REQUIRED WORK
Extend the passage on strain reading anomalies in the optical fiber, picking up after its last bullet point.

··· PAGE EXCERPT ···

Yet, according to the latter, the more the fiber is under stress the less the SSQ seems adapt to the identification of anomalies. Figure 10 provides a good example of such. In its upper part is shows the strain evolution in time of the DOFS coordinate 4.15 m with below its corresponding SSQ values. Every X marker along the plotted line represents a single measurement developed in time while the peaks are the graphical expressions of SRAs. Below are the corresponding SSQ values of those same DOFS readings. Evidently, between 3500 and 3620 s no strain measurements should be considered anomalistic as they all clearly plot the evolution of strains in the DOFS coordinate. Yet, the associated SSQ value of these readings drops multiple times below the threshold of 0.15 suggesting that at least half of such measurements are indeed anomalistic. This is obviously false. The SSQ value seems to start faulting in its SRAs identification function the closer the measurements get to the first anomaly. The same can be said for the segments in between SRAs. Indeed, in between 3790 s and 3850 s the corresponding SSQ value of the strain measurements is never above 0.15 despite its profile indicates the presence of very realistic and reliable measurements. Furthermore, the point of this interval with the highest SSQ value actually corresponds to the SRA itself (it should have the lowest SSQ value). In conclusion, while the SSQ can prove to be a good preliminary tool for identifying anomalies, it is does not meet the accuracy requirement for identifying the SRAs present in the current test. To compensate for such, the authors suggest a simpler and more efficient way of identifying SRAs. Given that, by definition of SRA, they correspond to geometrical discontinuities of the Strains/Time or Strains/DOFS coordinate diagrams it is sufficient to set a specific value of strain increment that, when compared to the difference of strains values between two consecutive measurements, if surpassed it indicates the presence of an anomaly. In the present research such value was set to 200 με.

In continuation, Figure 11 plots the total calculated number of SRAs per each DOFS coordinate calculated both by means of the SSQ and with the above-mentioned methodology (SM). The method that uses SSQ over-estimates by 30% the number of SRAs henceforth discarding 23% of strain readings that would be completely readable and able to provide consistent insight in the strains of the support structure.

3.2. SRAs Mechanics

Figure 12 represents the measured strain in six points of the fiber, corresponding to the mid-spans of the six bars, from the first moment the bars were loaded (point O) until the end of the test including the instances at which the impact loads were applied (I₁ and I₂). After around 3800 s (Point B) the profiles are completely dominated by SRAs making it impossible to extract any reliable strain values.

Several considerations can be developed regarding Figure 12:

• The strain profiles until point B and measured strains lower than 4000 με are clear and SRA-free.
• All segments of the DOFS have successfully recorded both impact loads demonstrating their ability to correctly withstand and record a sudden stress growth of 1.6 MPa and 16.0 MPa, as designed by (DM-SB2).

··· DATA ENTRIES ···

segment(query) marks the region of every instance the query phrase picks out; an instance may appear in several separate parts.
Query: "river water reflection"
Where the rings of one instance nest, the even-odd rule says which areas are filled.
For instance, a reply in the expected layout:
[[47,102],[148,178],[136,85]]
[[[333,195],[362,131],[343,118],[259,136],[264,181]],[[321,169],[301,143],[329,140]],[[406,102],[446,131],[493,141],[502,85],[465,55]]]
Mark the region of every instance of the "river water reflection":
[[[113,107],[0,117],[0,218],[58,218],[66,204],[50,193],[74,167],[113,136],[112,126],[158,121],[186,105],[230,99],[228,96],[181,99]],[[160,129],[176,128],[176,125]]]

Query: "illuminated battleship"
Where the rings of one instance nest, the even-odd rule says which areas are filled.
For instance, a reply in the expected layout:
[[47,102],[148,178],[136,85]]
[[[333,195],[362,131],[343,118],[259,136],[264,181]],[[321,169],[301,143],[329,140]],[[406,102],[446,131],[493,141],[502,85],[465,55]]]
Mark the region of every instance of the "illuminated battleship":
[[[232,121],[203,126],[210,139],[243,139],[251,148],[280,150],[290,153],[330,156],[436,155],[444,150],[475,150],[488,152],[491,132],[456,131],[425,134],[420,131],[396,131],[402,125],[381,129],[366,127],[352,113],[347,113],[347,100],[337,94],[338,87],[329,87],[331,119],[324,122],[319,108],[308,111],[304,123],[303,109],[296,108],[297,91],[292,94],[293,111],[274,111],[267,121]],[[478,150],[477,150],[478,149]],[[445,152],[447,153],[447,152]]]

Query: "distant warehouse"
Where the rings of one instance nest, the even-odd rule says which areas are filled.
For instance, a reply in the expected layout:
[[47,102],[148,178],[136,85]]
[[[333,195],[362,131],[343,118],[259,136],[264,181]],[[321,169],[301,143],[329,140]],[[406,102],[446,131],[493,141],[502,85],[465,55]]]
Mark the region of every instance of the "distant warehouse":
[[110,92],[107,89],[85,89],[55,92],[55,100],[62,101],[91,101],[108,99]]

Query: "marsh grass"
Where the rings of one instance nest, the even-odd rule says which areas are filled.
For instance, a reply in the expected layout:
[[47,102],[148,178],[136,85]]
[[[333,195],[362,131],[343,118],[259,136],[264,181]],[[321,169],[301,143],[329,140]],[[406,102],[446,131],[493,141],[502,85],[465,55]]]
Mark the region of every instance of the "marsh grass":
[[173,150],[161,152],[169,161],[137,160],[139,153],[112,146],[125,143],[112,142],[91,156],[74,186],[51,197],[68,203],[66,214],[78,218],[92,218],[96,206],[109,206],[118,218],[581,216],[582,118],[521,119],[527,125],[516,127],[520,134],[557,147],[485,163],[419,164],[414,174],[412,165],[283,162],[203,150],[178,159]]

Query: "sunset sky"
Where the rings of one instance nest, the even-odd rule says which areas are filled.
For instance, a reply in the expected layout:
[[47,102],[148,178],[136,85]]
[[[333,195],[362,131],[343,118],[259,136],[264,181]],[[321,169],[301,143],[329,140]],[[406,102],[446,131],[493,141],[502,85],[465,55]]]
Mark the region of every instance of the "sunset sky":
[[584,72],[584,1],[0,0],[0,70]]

···

FINAL RESULT
• The strain profiles do not report a change of linearity beyond the steel yielding strain, occurring in the mid-span, as it would be expected. ε_s,y for an S500 steel corresponds to 2500 με (reached at around 2800 s according to the above Figure 12, point A). This agrees with Figure 3 which also does not seem to report any curvature at around 2800 s.
• The strain profiles report correctly and precisely the variation of loading speed, both before and after the yielding of the steel rebars.
• The strain profiles correspond well with the applied load despite them being slightly offset compared to one another. The reason behind it is the difference among the heights of the bars when the specimen is unloaded and the consequent uneven distribution of the global load among them.
• Figure 13, clears out the SRAs from Figure 12. The different bars seem to start curving at point B which, once again, agrees with Figure 3.

As pointed out above, despite all rebars having yielded in the mid-span, the DOFS strain profiles of Figure 13 do not exhibit any evident curving until point B. Here is when the fixed end of the rebars also yield turning into plastic hinges herein the definition of point B as Plasticity point. The latter does not happen simultaneously for all the bars due to the uneven load distribution among them. It is, instead, scattered in time. Only once the last of the six bars acquires plastic hinges (Bar 4 at 3864 s), the load/displacement and load/strain diagrams begin to clearly deviate from linearity. It is noticeable in Figure 4 how the fixed edges of Bar 1 are strangely less stressed than all the others and hence far from yielding during all the duration of the test. This inconsistency suggests the failure of Bar 1 in acting as a proper end-fixed beam therefore not contributing to the rigidity of the structure. So much so that the load-displacement curve deviates from its linear trend when the extremities of Bars 2–6 yield, completely unaffected by the fact that Bar 1 is, oppositely, far from it.

On another note, Figure 13 is unclear about the instance/strain at which the steel yielding occurred. To visualize it, Figure 14 plots the strain increment ∆ strain at each DOFS measurement in the mid-spans of Bar 1 and Bar 2 as examples of the behavior in all bars. The graphs plot only the ∆ strain from 0 s to 3750 s as, beyond such, the anomalistic values would make it impossible to calculate a realistic trend-line. Up until the yielding point (point A) the trend-line of the strain increments are mostly linear (excluding the parts straight after the beginning of the test and straight after the impact load when the DOFS must “settle”). Beyond this point, the linearity is lost therefore confirming the yielding of the bars in the mid-span occurring around 2500 με.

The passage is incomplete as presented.